Word for word, set down the records and skip each picture.

Excerpts from point annotation data
--------
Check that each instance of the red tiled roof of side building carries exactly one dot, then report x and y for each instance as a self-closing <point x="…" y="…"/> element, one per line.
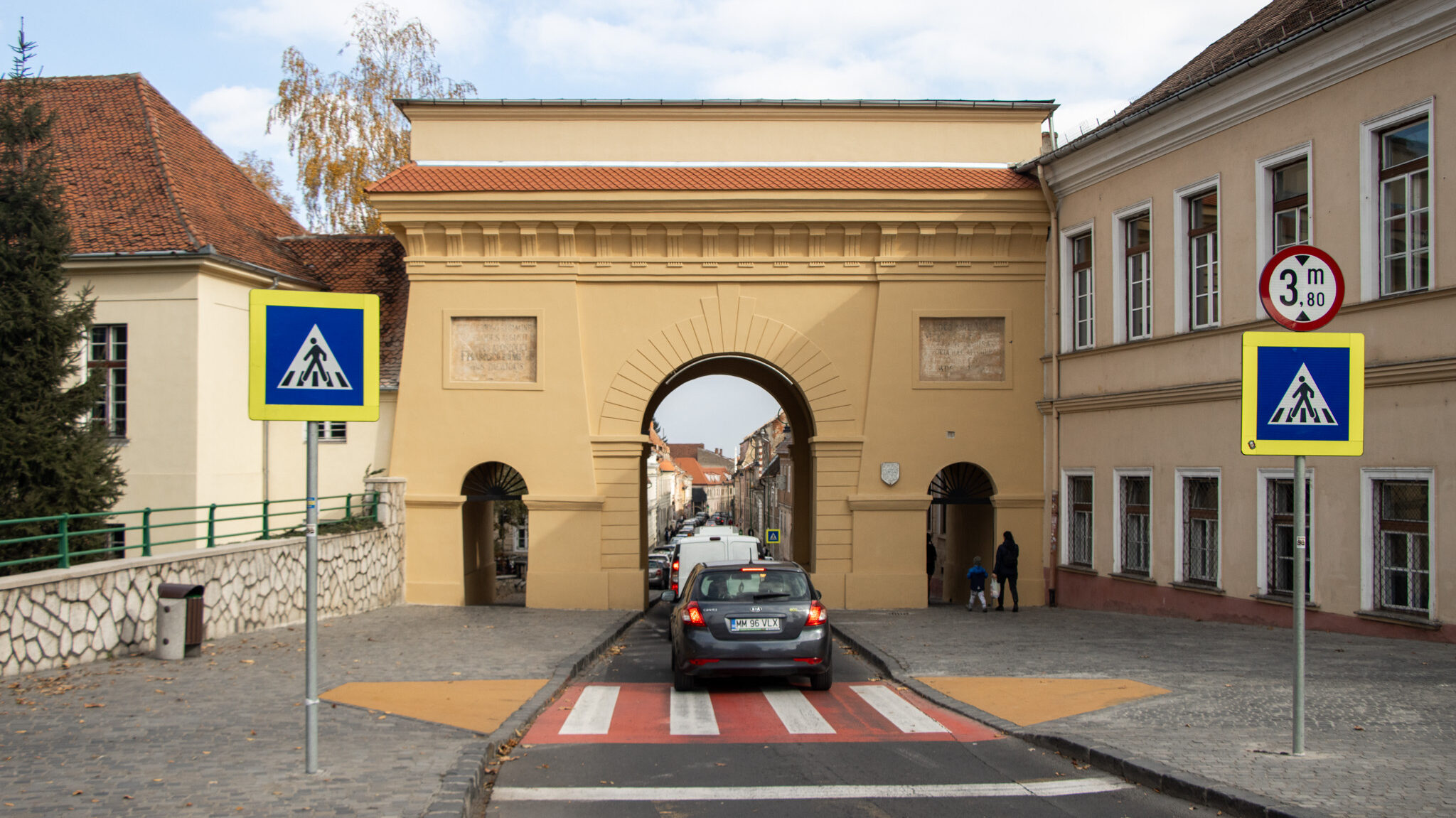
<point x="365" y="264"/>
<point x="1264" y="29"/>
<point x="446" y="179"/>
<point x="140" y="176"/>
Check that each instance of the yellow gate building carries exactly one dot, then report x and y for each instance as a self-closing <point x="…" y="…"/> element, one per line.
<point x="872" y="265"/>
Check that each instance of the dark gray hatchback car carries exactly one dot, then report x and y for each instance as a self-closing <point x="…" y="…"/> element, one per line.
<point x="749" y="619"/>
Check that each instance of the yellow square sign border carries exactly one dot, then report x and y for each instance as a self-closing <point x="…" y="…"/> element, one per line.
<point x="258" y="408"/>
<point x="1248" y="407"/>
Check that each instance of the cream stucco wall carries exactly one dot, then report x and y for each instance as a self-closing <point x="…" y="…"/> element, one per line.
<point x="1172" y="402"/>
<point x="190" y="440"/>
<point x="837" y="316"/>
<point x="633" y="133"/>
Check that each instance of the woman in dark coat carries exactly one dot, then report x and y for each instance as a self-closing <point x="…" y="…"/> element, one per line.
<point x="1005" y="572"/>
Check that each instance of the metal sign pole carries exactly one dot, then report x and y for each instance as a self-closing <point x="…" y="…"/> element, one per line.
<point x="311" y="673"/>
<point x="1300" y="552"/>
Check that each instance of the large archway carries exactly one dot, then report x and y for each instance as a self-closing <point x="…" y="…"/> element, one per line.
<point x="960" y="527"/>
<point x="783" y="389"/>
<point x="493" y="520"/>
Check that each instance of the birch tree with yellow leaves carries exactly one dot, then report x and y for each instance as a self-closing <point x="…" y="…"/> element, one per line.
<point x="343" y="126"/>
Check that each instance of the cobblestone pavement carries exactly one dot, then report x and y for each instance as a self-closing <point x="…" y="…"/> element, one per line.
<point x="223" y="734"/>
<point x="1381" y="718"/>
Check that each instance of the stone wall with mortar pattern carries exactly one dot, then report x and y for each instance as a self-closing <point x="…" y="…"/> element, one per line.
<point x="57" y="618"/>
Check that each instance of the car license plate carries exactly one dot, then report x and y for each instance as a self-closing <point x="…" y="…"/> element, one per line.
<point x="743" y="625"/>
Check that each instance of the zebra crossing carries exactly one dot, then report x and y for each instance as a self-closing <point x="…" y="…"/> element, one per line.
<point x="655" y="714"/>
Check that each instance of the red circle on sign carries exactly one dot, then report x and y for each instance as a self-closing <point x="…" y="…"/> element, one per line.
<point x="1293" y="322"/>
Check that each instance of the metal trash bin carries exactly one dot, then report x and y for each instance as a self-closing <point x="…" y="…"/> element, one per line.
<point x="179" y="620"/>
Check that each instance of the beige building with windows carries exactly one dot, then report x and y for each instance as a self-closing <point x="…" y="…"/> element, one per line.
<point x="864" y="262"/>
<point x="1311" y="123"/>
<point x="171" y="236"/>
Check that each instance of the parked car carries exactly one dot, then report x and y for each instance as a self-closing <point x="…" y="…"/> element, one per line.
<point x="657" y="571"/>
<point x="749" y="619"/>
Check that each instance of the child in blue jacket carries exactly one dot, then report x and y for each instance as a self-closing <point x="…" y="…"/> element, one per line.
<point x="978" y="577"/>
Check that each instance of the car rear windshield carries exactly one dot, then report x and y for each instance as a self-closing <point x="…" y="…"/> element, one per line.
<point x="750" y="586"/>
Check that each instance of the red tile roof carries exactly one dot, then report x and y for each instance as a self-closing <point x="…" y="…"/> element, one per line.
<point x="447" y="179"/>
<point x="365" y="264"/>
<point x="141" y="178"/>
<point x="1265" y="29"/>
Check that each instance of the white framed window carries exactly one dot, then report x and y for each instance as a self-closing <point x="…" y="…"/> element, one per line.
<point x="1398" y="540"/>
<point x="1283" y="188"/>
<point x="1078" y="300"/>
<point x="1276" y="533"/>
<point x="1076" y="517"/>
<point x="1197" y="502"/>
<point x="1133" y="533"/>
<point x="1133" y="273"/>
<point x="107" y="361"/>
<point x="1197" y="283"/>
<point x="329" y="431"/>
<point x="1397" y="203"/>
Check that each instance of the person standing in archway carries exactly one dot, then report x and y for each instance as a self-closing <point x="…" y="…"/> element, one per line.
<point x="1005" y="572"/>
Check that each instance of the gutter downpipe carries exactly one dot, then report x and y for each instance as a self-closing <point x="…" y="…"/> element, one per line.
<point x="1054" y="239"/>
--------
RESULT BELOW:
Check that each instance of the red tiled roof of side building carries exactly one dot, then report x and y for each instance as a self-closing <point x="…" y="…"/> element, one per line.
<point x="365" y="264"/>
<point x="1264" y="29"/>
<point x="446" y="179"/>
<point x="140" y="176"/>
Check that each instance of the yellow gate building carries exactly one dot, then report x and y for each instance as a self-closing <point x="…" y="…"/> element, one per line.
<point x="872" y="265"/>
Check that each instance of the dark gray hatchback car carries exactly one dot, then report x and y for each instance as a self-closing <point x="…" y="…"/> element, one per line.
<point x="749" y="619"/>
Check that each instance of the yellow square sign border carries exactly one dot, then report x and y for each instance as a self-closing <point x="…" y="…"/> element, one per line.
<point x="258" y="408"/>
<point x="1248" y="407"/>
Check that each instance of the cream stucco wall carries exactly one dot, then report x and y for each instance as a self-closing <point x="…" y="…"/> element, one per line.
<point x="1172" y="402"/>
<point x="190" y="440"/>
<point x="837" y="316"/>
<point x="633" y="133"/>
Check that each instance of the woman in dark coat carries exactly one dot, then report x and y for each instance as a self-closing <point x="…" y="…"/> element, one per line.
<point x="1005" y="572"/>
Check that each instance of the metal sign pole carries exactly one dot, then report x and y for each instance as a self-closing <point x="…" y="…"/> element, one per line.
<point x="311" y="673"/>
<point x="1300" y="552"/>
Check that each instance of the large archway carries exactly one dot, then report x and y for each instance as a self-closing <point x="…" y="…"/> element, one per line.
<point x="960" y="527"/>
<point x="783" y="389"/>
<point x="493" y="520"/>
Check that each instance of the birch tree with yellow leaves carries exactly one dot, then report x and y for each instance as a self-closing <point x="…" y="…"/> element, one per line.
<point x="343" y="126"/>
Check that each instance of the cobblestone pavement carries exactly one dot, then report x and y for each instance as a self-closing <point x="…" y="…"/> element, one per line.
<point x="223" y="734"/>
<point x="1381" y="718"/>
Check that each instance of the stone wall with mortar pattern carries exactly one dot, then report x and y for each instance as a self-closing <point x="…" y="…"/> element, one per line.
<point x="57" y="618"/>
Check that each instance of the car license plate carries exactly one dot, then report x and y for each instance as a self-closing <point x="…" y="…"/> element, one per line.
<point x="743" y="625"/>
Check that each instance of the zebra crossing carries exactly one dot, then report x and y for each instance as a self-closing <point x="…" y="…"/> element, one per line.
<point x="655" y="714"/>
Check that each instance of the red circle on sign carries exactly one dot, then report x and y for each instance as a self-closing <point x="…" y="…"/> element, one per line.
<point x="1293" y="322"/>
Check that each instance of the metal trash bin carries exactly one dot, then report x and y for each instance as a self-closing <point x="…" y="…"/> element, one per line.
<point x="179" y="620"/>
Check that each instance of the beige building with windows carries exactly one dot, then report x and y for each instance as a self-closing <point x="…" y="…"/> element, one per line.
<point x="864" y="262"/>
<point x="1311" y="123"/>
<point x="171" y="236"/>
Check that each instance of the parked car carries exactly one dot, then report x and y for each instance as a self-closing <point x="…" y="…"/> element, one per line.
<point x="657" y="571"/>
<point x="749" y="619"/>
Check that each instance of the child in blue jacket carries exactly one dot, then report x and y for each instance as a self-closing <point x="…" y="…"/> element, one per line.
<point x="978" y="577"/>
Check that each instance of the car rear windshield carries exactly one dot, then report x and y for each instance as a self-closing <point x="…" y="…"/> element, one per line.
<point x="750" y="586"/>
Check that each instance of the red tile roof carries exactly one dot, then report x and y for each instance as a self-closing <point x="…" y="…"/> element, one per line.
<point x="447" y="179"/>
<point x="365" y="264"/>
<point x="141" y="178"/>
<point x="1265" y="29"/>
Check that each instance of the white framed window carries exactly one dot, then report x and y for each instance as a self-closing <point x="…" y="…"/> element, one per line.
<point x="1398" y="540"/>
<point x="1283" y="188"/>
<point x="1078" y="300"/>
<point x="1276" y="533"/>
<point x="1076" y="517"/>
<point x="1197" y="502"/>
<point x="1133" y="533"/>
<point x="1133" y="273"/>
<point x="107" y="361"/>
<point x="1197" y="283"/>
<point x="329" y="431"/>
<point x="1397" y="203"/>
Check that each instance of the person standing in archway carries exactly one dot, then report x and y for each instance as a self-closing <point x="…" y="…"/> element, one per line.
<point x="1005" y="572"/>
Check that each instance of the gutter downpipe carries exactly one dot, then report x and y for each instance as a self-closing <point x="…" y="…"/> element, one per line.
<point x="1054" y="239"/>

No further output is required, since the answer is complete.